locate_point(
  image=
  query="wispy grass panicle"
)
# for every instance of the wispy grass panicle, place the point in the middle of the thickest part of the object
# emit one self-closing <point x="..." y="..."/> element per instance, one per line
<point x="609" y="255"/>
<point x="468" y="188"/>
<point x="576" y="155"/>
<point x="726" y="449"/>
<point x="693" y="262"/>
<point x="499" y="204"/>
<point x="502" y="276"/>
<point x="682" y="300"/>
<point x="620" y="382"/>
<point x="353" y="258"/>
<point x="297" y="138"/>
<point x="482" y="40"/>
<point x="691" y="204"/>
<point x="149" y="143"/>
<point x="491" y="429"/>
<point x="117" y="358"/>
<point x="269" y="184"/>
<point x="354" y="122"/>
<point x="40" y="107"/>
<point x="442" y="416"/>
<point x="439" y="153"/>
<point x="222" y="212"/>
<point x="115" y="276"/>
- - - -
Stated goal »
Please reproduce the entries above, swapping "wispy grass panicle" for "feathery grass plume" wherever it occurs and leaving every other line and character unchanged.

Expected output »
locate_point(
  image=
  query="feathery grass plume"
)
# for every instance of the feathery grass plume, place the point in the middle of the thickest part of the object
# emit one self-closing <point x="..." y="..."/> element per instance, one per line
<point x="609" y="255"/>
<point x="468" y="188"/>
<point x="576" y="155"/>
<point x="726" y="449"/>
<point x="693" y="262"/>
<point x="499" y="204"/>
<point x="502" y="276"/>
<point x="682" y="300"/>
<point x="620" y="382"/>
<point x="353" y="258"/>
<point x="297" y="138"/>
<point x="482" y="40"/>
<point x="691" y="204"/>
<point x="149" y="143"/>
<point x="491" y="429"/>
<point x="117" y="358"/>
<point x="269" y="184"/>
<point x="354" y="122"/>
<point x="40" y="107"/>
<point x="442" y="416"/>
<point x="439" y="153"/>
<point x="222" y="212"/>
<point x="115" y="276"/>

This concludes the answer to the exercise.